Retype the full set of records. Keep every character identical.

------ Records for processing

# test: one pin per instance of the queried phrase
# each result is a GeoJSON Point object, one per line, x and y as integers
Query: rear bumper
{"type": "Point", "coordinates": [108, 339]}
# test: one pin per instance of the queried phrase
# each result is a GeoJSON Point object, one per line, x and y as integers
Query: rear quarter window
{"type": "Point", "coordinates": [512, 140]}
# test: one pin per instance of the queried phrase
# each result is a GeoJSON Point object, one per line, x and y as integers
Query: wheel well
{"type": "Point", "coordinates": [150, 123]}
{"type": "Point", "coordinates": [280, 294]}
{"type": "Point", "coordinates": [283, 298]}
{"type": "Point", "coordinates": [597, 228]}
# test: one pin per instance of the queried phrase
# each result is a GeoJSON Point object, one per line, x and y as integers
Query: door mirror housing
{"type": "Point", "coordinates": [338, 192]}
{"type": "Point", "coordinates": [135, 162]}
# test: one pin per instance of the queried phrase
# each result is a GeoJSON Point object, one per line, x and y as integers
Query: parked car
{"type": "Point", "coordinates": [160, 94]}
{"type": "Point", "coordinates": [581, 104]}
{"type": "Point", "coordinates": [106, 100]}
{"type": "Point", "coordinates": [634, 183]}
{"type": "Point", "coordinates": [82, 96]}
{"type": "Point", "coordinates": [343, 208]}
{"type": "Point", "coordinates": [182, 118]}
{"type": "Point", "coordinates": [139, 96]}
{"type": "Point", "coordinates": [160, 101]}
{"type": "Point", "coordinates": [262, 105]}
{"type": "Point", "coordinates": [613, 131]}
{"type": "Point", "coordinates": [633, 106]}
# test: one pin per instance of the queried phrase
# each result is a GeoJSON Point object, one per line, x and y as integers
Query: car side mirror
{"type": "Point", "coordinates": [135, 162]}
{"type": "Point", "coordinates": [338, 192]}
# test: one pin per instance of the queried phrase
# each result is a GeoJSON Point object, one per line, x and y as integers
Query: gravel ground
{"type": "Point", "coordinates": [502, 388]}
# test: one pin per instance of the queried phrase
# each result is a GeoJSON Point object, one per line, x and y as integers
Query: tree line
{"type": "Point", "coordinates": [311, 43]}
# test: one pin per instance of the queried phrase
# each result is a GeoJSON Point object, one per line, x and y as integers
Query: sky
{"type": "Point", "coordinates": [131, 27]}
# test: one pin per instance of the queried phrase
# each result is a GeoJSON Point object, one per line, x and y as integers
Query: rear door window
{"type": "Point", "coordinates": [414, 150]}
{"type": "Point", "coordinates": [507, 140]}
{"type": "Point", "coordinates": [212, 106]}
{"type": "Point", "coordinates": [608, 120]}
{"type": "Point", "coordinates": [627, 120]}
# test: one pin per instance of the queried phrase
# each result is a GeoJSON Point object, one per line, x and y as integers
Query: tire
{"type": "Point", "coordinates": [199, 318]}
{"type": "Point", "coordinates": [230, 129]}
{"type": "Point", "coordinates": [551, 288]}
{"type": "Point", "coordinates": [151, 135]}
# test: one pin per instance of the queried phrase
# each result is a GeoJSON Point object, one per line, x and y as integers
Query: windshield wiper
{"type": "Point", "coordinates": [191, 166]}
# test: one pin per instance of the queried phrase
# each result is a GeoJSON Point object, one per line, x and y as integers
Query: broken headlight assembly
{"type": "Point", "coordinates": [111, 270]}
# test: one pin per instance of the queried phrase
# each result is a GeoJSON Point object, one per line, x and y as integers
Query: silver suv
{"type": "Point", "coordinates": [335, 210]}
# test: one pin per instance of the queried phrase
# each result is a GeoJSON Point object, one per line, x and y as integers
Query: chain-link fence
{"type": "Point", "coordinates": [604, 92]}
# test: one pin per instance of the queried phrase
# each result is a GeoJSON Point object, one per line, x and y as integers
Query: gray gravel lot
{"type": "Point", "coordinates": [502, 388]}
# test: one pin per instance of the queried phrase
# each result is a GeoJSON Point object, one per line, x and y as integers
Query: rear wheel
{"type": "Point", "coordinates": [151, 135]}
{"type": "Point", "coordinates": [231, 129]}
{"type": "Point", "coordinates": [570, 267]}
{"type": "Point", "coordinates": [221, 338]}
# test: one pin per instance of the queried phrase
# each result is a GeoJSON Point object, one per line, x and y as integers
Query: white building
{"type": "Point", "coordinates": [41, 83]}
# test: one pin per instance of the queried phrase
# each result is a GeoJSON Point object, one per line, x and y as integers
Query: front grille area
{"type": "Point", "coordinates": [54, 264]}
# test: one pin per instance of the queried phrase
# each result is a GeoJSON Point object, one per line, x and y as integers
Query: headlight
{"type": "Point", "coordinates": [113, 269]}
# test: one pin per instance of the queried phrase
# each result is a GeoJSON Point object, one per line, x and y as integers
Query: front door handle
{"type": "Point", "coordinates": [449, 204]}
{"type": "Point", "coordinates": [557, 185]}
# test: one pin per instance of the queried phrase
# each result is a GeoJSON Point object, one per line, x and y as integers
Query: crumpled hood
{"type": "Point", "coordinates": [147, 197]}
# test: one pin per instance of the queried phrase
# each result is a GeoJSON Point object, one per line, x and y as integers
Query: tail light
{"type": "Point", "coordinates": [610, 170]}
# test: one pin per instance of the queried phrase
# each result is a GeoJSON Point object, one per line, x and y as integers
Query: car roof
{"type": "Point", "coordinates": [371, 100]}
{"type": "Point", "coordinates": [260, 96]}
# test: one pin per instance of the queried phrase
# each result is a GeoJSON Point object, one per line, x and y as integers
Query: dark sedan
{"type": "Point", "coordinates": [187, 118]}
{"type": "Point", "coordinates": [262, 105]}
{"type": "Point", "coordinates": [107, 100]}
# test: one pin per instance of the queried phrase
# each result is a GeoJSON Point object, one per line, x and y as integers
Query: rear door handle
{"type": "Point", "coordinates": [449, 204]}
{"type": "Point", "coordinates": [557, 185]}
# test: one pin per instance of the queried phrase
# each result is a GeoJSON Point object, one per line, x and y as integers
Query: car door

------------

#### [Response below]
# test: one pin per instance of the queried phrase
# each result is a GeoJSON Point object, one per line, x and y as integers
Query: rear bumper
{"type": "Point", "coordinates": [108, 339]}
# test: one pin per instance of the queried phrase
# each result is a GeoJSON Point object, one per line, x and y as integers
Query: rear quarter window
{"type": "Point", "coordinates": [512, 140]}
# test: one pin per instance of the queried phrase
# each result is a GeoJSON Point object, one per line, x and y as integers
Query: wheel well
{"type": "Point", "coordinates": [150, 123]}
{"type": "Point", "coordinates": [280, 294]}
{"type": "Point", "coordinates": [283, 298]}
{"type": "Point", "coordinates": [597, 228]}
# test: one pin per instance of the queried phrase
# each result is a GeoJSON Point object, one per line, x and y as integers
Query: door mirror housing
{"type": "Point", "coordinates": [338, 192]}
{"type": "Point", "coordinates": [135, 162]}
# test: one pin per instance of the queried phrase
# each result is a GeoJSON Point object, one per line, x and y as integers
Query: parked car
{"type": "Point", "coordinates": [160, 94]}
{"type": "Point", "coordinates": [581, 104]}
{"type": "Point", "coordinates": [106, 100]}
{"type": "Point", "coordinates": [634, 183]}
{"type": "Point", "coordinates": [82, 96]}
{"type": "Point", "coordinates": [343, 208]}
{"type": "Point", "coordinates": [182, 118]}
{"type": "Point", "coordinates": [139, 96]}
{"type": "Point", "coordinates": [160, 101]}
{"type": "Point", "coordinates": [262, 105]}
{"type": "Point", "coordinates": [613, 131]}
{"type": "Point", "coordinates": [633, 106]}
# test: one pin per instance of the queried phrase
# each result is a GeoJSON Point object, one per line, x and y as integers
Query: car side mirror
{"type": "Point", "coordinates": [135, 162]}
{"type": "Point", "coordinates": [338, 192]}
# test: one pin per instance of the queried phrase
# each result is a GeoJSON Point object, one per line, x and y as integers
Query: gravel ground
{"type": "Point", "coordinates": [502, 388]}
# test: one pin per instance of the queried phrase
# each result is a GeoJSON Point object, one per line, x and y as integers
Query: tree line
{"type": "Point", "coordinates": [311, 43]}
# test: one pin per instance of the queried phrase
# each result is a GeoJSON Point object, one per line, x and y as integers
Query: sky
{"type": "Point", "coordinates": [131, 27]}
# test: one pin per instance of the queried phrase
# each result is a GeoJSON Point object, one per line, x and y as integers
Query: rear door window
{"type": "Point", "coordinates": [414, 150]}
{"type": "Point", "coordinates": [507, 140]}
{"type": "Point", "coordinates": [212, 106]}
{"type": "Point", "coordinates": [608, 120]}
{"type": "Point", "coordinates": [627, 120]}
# test: one pin per instance of the queried phrase
# each result is a GeoJSON Point object, one per line, x and y as integers
Query: tire
{"type": "Point", "coordinates": [199, 318]}
{"type": "Point", "coordinates": [230, 129]}
{"type": "Point", "coordinates": [551, 288]}
{"type": "Point", "coordinates": [151, 135]}
# test: one pin per instance of the queried phrase
# each result is a GeoJSON Point object, one per line, x and y as integers
Query: windshield wiper
{"type": "Point", "coordinates": [191, 166]}
# test: one pin per instance of the queried phrase
# each result is a GeoJSON Point object, one per line, x and y as integers
Query: broken headlight assembly
{"type": "Point", "coordinates": [111, 270]}
# test: one pin per instance of the queried phrase
# each result is a GeoJSON Point object, one per line, x and y as integers
Query: silver suv
{"type": "Point", "coordinates": [335, 210]}
# test: one pin per instance of the queried phrase
# each result is a GeoJSON Point object, one per line, x and y as integers
Query: chain-link fence
{"type": "Point", "coordinates": [604, 92]}
# test: one pin per instance of the queried phrase
# each result is a GeoJSON Point object, one per line, x and y as integers
Query: gray gravel lot
{"type": "Point", "coordinates": [502, 388]}
# test: one pin per instance of the queried phrase
# each result is a GeoJSON Point object, one per line, x and y as integers
Query: rear wheel
{"type": "Point", "coordinates": [151, 135]}
{"type": "Point", "coordinates": [231, 129]}
{"type": "Point", "coordinates": [570, 267]}
{"type": "Point", "coordinates": [221, 338]}
# test: one pin per instance of the queried phrase
# each result is a GeoJSON Point object, one per line, x and y as integers
Query: white building
{"type": "Point", "coordinates": [41, 83]}
# test: one pin per instance of the queried phrase
# each result is a GeoJSON Point object, one per line, x and y as integers
Query: front grille area
{"type": "Point", "coordinates": [54, 264]}
# test: one pin per instance of the queried phrase
# each result is a GeoJSON Point object, one per line, x and y as integers
Query: headlight
{"type": "Point", "coordinates": [113, 269]}
# test: one pin per instance of the queried phrase
# each result is a GeoJSON Point object, one per line, x and y as integers
Query: front door handle
{"type": "Point", "coordinates": [449, 204]}
{"type": "Point", "coordinates": [557, 185]}
# test: one pin per instance of the queried phrase
# each result is a GeoJSON Point object, one per line, x and y as integers
Query: crumpled hood
{"type": "Point", "coordinates": [147, 197]}
# test: one pin per instance of the queried phrase
# each result is a GeoJSON Point object, one per line, x and y as integers
Query: tail light
{"type": "Point", "coordinates": [610, 170]}
# test: one pin per instance of the queried phrase
# each result is a GeoJSON Point object, one per line, x and y as integers
Query: car roof
{"type": "Point", "coordinates": [371, 100]}
{"type": "Point", "coordinates": [260, 96]}
# test: one pin per instance of the queried phrase
# each result is a GeoJSON Point object, one per line, x and y as integers
Query: dark sedan
{"type": "Point", "coordinates": [187, 118]}
{"type": "Point", "coordinates": [262, 105]}
{"type": "Point", "coordinates": [107, 100]}
# test: one pin per instance of the queried phrase
# each result is a GeoJSON Point object, one per line, x and y as integers
Query: rear door handle
{"type": "Point", "coordinates": [449, 204]}
{"type": "Point", "coordinates": [557, 185]}
# test: one pin per instance of the queried phrase
# each result is a GeoJSON Point object, one per line, x and y as integers
Query: car door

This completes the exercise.